The STUN server solves one specific problem: it tells each peer what its public IP address looks like from outside its router. A peer behind a home network might have an internal address like 192.168.1.5 that’s invisible from the internet. The STUN server returns the public-facing address — essential for ICE to work. Google provides a free STUN server at stun.l.google.com:19302 for development. Production deployments should use dedicated infrastructure.

TURN Server (Traversal Using Relays Around NAT)

The TURN server is the fallback relay when direct peer connectivity fails — typically because of symmetric NAT or enterprise firewalls that block ICE connectivity checks. TURN is an extension of STUN defined in RFC 5766: instead of just looking up your public IP, the TURN server allocates a relay address that both peers can reach, and all media packets route through it. This adds 10–80ms of latency depending on geography, but it guarantees connectivity in restricted networks. Around 15–20% of WebRTC sessions in enterprise environments need TURN relay.

RTP / SRTP (Real-Time Transport Protocol)

RTP is the protocol that actually carries your audio and video packets over UDP, and SRTP is its encrypted version — the only form WebRTC uses. SRTP encrypts each packet payload using AES-128 keys derived from the DTLS handshake. RTCP (the companion control protocol) sends QoS reports every 5 seconds by default, giving the GCC congestion controller the packet loss and jitter data it needs to adapt bitrate in real time.

What are the 4 Types of WebRTC Servers?

○ ○ ○ ○ ○

● GIVEN PROBLEM:
List every heading that stands on its own line in the WebRTC servers excerpt above.

Outline annotation records:

○ ○ ○ ○ ○

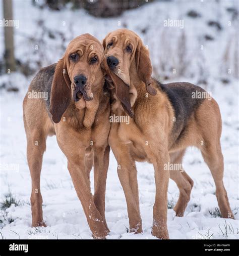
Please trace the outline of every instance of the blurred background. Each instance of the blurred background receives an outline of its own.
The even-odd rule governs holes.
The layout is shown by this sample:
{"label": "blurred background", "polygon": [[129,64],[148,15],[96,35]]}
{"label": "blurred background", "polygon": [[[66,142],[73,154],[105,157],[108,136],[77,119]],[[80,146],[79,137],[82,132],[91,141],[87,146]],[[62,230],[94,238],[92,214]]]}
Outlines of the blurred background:
{"label": "blurred background", "polygon": [[[210,170],[200,152],[189,148],[183,164],[194,188],[185,217],[175,218],[178,190],[169,182],[170,238],[238,239],[238,0],[0,0],[0,239],[91,238],[55,137],[47,138],[41,176],[48,226],[30,227],[22,102],[36,73],[57,62],[73,38],[90,33],[102,41],[121,28],[134,30],[148,46],[155,78],[202,87],[222,115],[224,181],[236,220],[220,218]],[[137,166],[144,233],[134,235],[128,233],[125,198],[111,152],[105,210],[111,238],[155,238],[153,168],[147,163]],[[93,180],[92,172],[92,193]]]}
{"label": "blurred background", "polygon": [[[162,81],[183,77],[208,89],[212,79],[227,84],[238,78],[236,0],[0,3],[0,89],[26,88],[75,36],[88,32],[101,40],[120,28],[134,30],[148,46],[153,75]],[[15,22],[13,27],[5,26],[6,20]]]}

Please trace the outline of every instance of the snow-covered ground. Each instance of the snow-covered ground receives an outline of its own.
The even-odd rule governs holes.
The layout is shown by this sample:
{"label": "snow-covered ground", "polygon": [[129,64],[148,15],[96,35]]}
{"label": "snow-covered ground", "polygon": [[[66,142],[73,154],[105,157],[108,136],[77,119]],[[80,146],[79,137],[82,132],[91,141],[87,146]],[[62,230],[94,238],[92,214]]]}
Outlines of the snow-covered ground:
{"label": "snow-covered ground", "polygon": [[[141,9],[126,12],[120,17],[107,19],[96,19],[87,15],[82,10],[73,13],[69,10],[53,13],[47,10],[40,11],[33,8],[31,2],[14,1],[16,8],[15,18],[20,21],[20,27],[16,29],[16,53],[18,58],[26,61],[31,58],[33,60],[35,58],[41,58],[39,54],[32,57],[34,46],[28,41],[25,42],[27,41],[25,35],[23,35],[28,33],[29,35],[37,36],[37,33],[35,32],[37,25],[34,21],[40,18],[45,20],[47,27],[52,30],[58,29],[65,33],[65,46],[72,38],[85,32],[89,32],[102,39],[108,32],[118,28],[117,22],[121,21],[121,26],[127,24],[128,28],[133,29],[142,36],[145,44],[149,45],[150,49],[152,49],[152,62],[157,66],[160,65],[159,60],[162,60],[163,57],[160,51],[160,44],[156,45],[155,37],[159,41],[161,41],[159,35],[151,38],[150,35],[154,34],[153,33],[158,31],[158,28],[162,28],[163,20],[168,18],[181,19],[182,18],[181,15],[183,15],[186,35],[188,40],[190,38],[190,42],[192,42],[186,48],[187,52],[191,56],[194,56],[195,48],[201,44],[204,46],[203,74],[204,75],[207,72],[205,76],[207,84],[205,86],[211,92],[212,96],[218,102],[221,112],[223,131],[221,141],[225,164],[224,181],[236,220],[224,219],[218,217],[214,218],[209,213],[209,211],[213,211],[215,207],[218,207],[213,180],[200,152],[195,149],[189,149],[183,163],[184,168],[194,181],[194,186],[185,217],[175,217],[171,206],[177,200],[178,190],[174,182],[170,181],[168,204],[170,208],[168,211],[169,236],[171,239],[209,237],[211,239],[238,239],[238,81],[231,74],[230,76],[226,77],[229,79],[229,82],[223,83],[221,79],[224,77],[223,72],[220,69],[225,47],[228,40],[231,38],[230,35],[234,34],[234,28],[229,28],[229,32],[225,28],[229,19],[229,14],[224,13],[225,6],[230,6],[231,2],[222,1],[223,9],[222,7],[218,13],[211,12],[216,4],[214,1],[204,1],[207,2],[204,4],[199,1],[196,7],[195,1],[183,1],[181,5],[155,3],[146,4]],[[203,4],[205,5],[202,6]],[[192,8],[202,15],[200,20],[192,20],[192,18],[190,20],[185,16],[185,14]],[[2,12],[2,10],[0,12]],[[218,15],[221,15],[220,20],[224,29],[216,33],[213,28],[207,26],[205,22],[209,19],[216,19]],[[159,17],[159,16],[162,17]],[[66,21],[67,24],[68,23],[71,24],[71,29],[68,26],[62,26],[62,23],[64,20]],[[187,24],[190,24],[188,28]],[[142,29],[145,28],[148,29],[146,34],[142,32]],[[180,29],[175,27],[171,28],[175,30],[175,34]],[[3,28],[0,28],[1,39],[3,38]],[[161,34],[160,33],[157,34]],[[206,41],[201,38],[200,36],[208,33],[213,34],[214,40]],[[39,36],[40,34],[38,33]],[[172,34],[172,38],[170,37],[169,40],[172,45],[173,34]],[[44,65],[56,61],[63,54],[63,50],[61,48],[61,44],[57,42],[60,40],[59,38],[46,38],[47,45],[44,46],[44,50],[47,58],[43,60],[41,59],[42,63],[45,62]],[[201,43],[202,40],[203,42]],[[3,54],[2,47],[1,45],[0,55]],[[39,47],[40,48],[40,45]],[[231,48],[233,47],[229,48],[230,51],[232,51]],[[176,50],[176,48],[174,49],[175,51]],[[172,52],[171,54],[172,58],[169,56],[167,62],[172,62],[176,65],[177,60],[172,58]],[[199,59],[201,59],[200,58]],[[193,60],[191,57],[189,57],[189,59]],[[196,60],[192,61],[192,65],[187,68],[189,73],[190,72],[197,73],[200,69],[194,65],[196,62]],[[230,61],[228,63],[230,66]],[[170,69],[167,68],[165,69],[167,75]],[[163,75],[160,69],[155,73],[157,72]],[[199,71],[197,75],[192,77],[186,75],[174,77],[172,75],[170,78],[171,80],[176,79],[197,82],[199,76]],[[31,227],[31,179],[26,156],[26,140],[22,108],[23,97],[30,80],[31,78],[26,78],[19,73],[0,77],[1,85],[5,83],[8,86],[8,83],[11,83],[12,86],[17,86],[20,89],[18,93],[7,92],[3,90],[1,91],[0,202],[4,200],[5,195],[11,191],[15,199],[18,201],[18,205],[12,204],[6,211],[2,211],[2,214],[0,210],[0,239],[91,239],[91,232],[67,168],[66,158],[59,149],[55,137],[49,137],[47,139],[41,176],[43,216],[47,227],[36,229]],[[153,166],[146,163],[137,164],[144,232],[135,235],[127,232],[129,220],[126,203],[117,178],[116,166],[116,160],[111,152],[106,195],[106,218],[111,231],[107,239],[156,239],[151,235],[155,192]],[[91,179],[93,192],[93,172],[91,174]],[[225,225],[227,228],[227,234]]]}

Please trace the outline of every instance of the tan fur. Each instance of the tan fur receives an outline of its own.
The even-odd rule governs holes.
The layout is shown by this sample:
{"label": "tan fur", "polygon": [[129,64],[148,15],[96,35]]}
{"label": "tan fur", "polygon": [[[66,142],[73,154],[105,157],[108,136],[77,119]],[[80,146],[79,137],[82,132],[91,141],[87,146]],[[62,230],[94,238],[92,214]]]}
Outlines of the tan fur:
{"label": "tan fur", "polygon": [[[109,46],[112,42],[112,45]],[[126,50],[129,45],[132,49],[130,53]],[[187,123],[187,136],[177,141],[178,135],[172,132],[173,109],[166,94],[157,89],[156,82],[151,80],[149,54],[140,38],[133,31],[119,29],[108,34],[103,46],[106,57],[113,56],[119,61],[118,67],[113,72],[121,82],[118,81],[116,90],[112,90],[111,98],[114,101],[111,115],[127,115],[117,95],[117,87],[126,88],[124,84],[129,84],[129,91],[133,92],[130,95],[131,104],[128,108],[131,108],[134,118],[130,119],[129,124],[112,123],[109,136],[109,143],[118,162],[118,175],[126,195],[130,231],[142,232],[135,161],[147,161],[153,164],[156,184],[152,234],[159,238],[169,238],[167,192],[169,170],[165,168],[165,164],[182,163],[185,149],[189,146],[201,150],[212,172],[222,216],[233,218],[222,181],[223,162],[220,145],[221,119],[215,100],[205,100],[195,110]],[[141,53],[137,53],[138,49],[141,49]],[[125,95],[129,91],[126,91]],[[177,216],[183,216],[193,182],[184,170],[182,172],[171,170],[170,177],[180,191],[174,210]]]}
{"label": "tan fur", "polygon": [[[80,60],[71,62],[69,55],[76,52],[80,55]],[[94,55],[97,56],[98,63],[89,65],[91,56]],[[108,234],[104,207],[110,150],[108,136],[110,125],[107,121],[110,105],[109,96],[103,91],[104,69],[108,69],[107,66],[104,67],[104,63],[105,57],[102,45],[93,36],[86,34],[71,42],[64,57],[56,65],[51,87],[50,112],[57,123],[50,118],[44,100],[29,99],[27,94],[24,99],[27,154],[32,185],[33,227],[46,226],[42,216],[40,176],[46,138],[56,134],[57,143],[67,158],[68,168],[93,237],[104,238]],[[47,70],[49,68],[45,68]],[[72,99],[75,84],[72,81],[75,75],[80,74],[87,77],[86,93],[93,93],[91,101],[87,101],[83,97],[78,102]],[[37,75],[36,77],[28,92],[36,84],[43,82]],[[89,180],[93,164],[94,196],[91,193]]]}

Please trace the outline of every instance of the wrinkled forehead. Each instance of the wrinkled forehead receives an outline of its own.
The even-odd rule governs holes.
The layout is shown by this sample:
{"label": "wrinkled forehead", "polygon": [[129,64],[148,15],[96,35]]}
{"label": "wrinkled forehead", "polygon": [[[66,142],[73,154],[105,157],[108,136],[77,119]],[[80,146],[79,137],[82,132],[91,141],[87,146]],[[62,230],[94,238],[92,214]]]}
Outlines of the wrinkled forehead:
{"label": "wrinkled forehead", "polygon": [[112,41],[114,44],[127,45],[129,44],[137,44],[139,37],[133,31],[117,31],[110,33],[106,37],[106,42]]}
{"label": "wrinkled forehead", "polygon": [[77,53],[80,56],[85,55],[97,55],[101,57],[103,55],[103,49],[100,42],[95,41],[90,39],[83,40],[78,38],[73,40],[69,45],[67,53],[70,54],[73,53]]}

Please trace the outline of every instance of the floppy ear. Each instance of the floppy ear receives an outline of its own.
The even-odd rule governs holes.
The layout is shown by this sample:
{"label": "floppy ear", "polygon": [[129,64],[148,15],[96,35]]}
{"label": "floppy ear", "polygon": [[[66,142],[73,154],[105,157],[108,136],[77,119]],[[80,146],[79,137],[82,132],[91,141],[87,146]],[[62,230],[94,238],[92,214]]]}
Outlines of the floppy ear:
{"label": "floppy ear", "polygon": [[140,40],[138,44],[135,52],[135,59],[139,78],[145,83],[148,93],[151,95],[155,95],[156,91],[151,85],[153,69],[149,58],[149,52],[143,45],[141,40]]}
{"label": "floppy ear", "polygon": [[61,121],[71,101],[71,82],[65,62],[65,57],[58,61],[51,84],[50,113],[55,123]]}
{"label": "floppy ear", "polygon": [[104,60],[101,63],[101,68],[105,71],[107,75],[111,79],[112,82],[115,88],[116,96],[121,102],[124,109],[133,118],[134,114],[130,104],[130,88],[110,70],[105,58],[104,58]]}
{"label": "floppy ear", "polygon": [[103,46],[103,47],[104,48],[104,51],[105,50],[105,47],[106,46],[106,43],[105,42],[105,38],[104,38],[104,39],[103,40],[103,41],[102,42],[102,45]]}

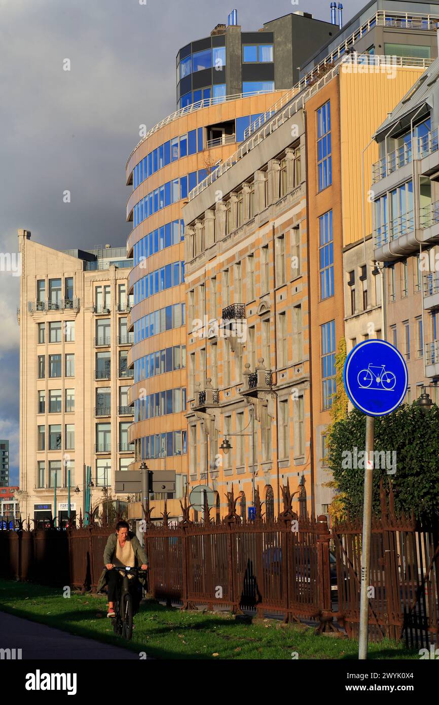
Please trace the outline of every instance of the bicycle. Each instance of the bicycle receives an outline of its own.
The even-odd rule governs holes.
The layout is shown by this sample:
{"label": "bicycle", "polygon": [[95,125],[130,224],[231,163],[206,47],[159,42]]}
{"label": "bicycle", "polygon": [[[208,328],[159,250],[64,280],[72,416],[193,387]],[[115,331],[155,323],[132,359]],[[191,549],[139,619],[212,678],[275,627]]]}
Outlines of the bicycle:
{"label": "bicycle", "polygon": [[[109,569],[106,568],[106,570],[108,570]],[[113,618],[113,631],[118,636],[123,637],[129,642],[132,637],[134,610],[132,595],[130,591],[130,581],[128,575],[132,574],[137,577],[140,573],[145,573],[146,570],[142,570],[141,568],[132,568],[130,565],[113,565],[111,570],[122,570],[124,573],[122,589],[119,589],[119,594],[115,603],[114,611],[116,617]]]}
{"label": "bicycle", "polygon": [[[378,369],[378,373],[373,372],[373,369]],[[372,389],[385,389],[386,391],[392,391],[396,384],[396,377],[393,372],[388,372],[385,364],[370,364],[367,369],[361,369],[358,373],[358,384],[363,389],[369,389],[373,381],[375,381],[378,386],[372,387]],[[381,387],[379,385],[381,385]]]}

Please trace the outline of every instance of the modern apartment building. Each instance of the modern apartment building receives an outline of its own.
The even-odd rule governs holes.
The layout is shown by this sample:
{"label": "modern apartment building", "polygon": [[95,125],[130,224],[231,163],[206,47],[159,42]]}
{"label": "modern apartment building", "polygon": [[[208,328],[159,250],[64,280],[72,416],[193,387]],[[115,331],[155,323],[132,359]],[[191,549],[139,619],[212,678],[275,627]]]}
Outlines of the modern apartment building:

○ ○ ○ ○ ○

● CORRECT OUTPUT:
TURN Server (Traversal Using Relays Around NAT)
RTP / SRTP (Real-Time Transport Protocol)
What are the 4 Types of WebRTC Servers?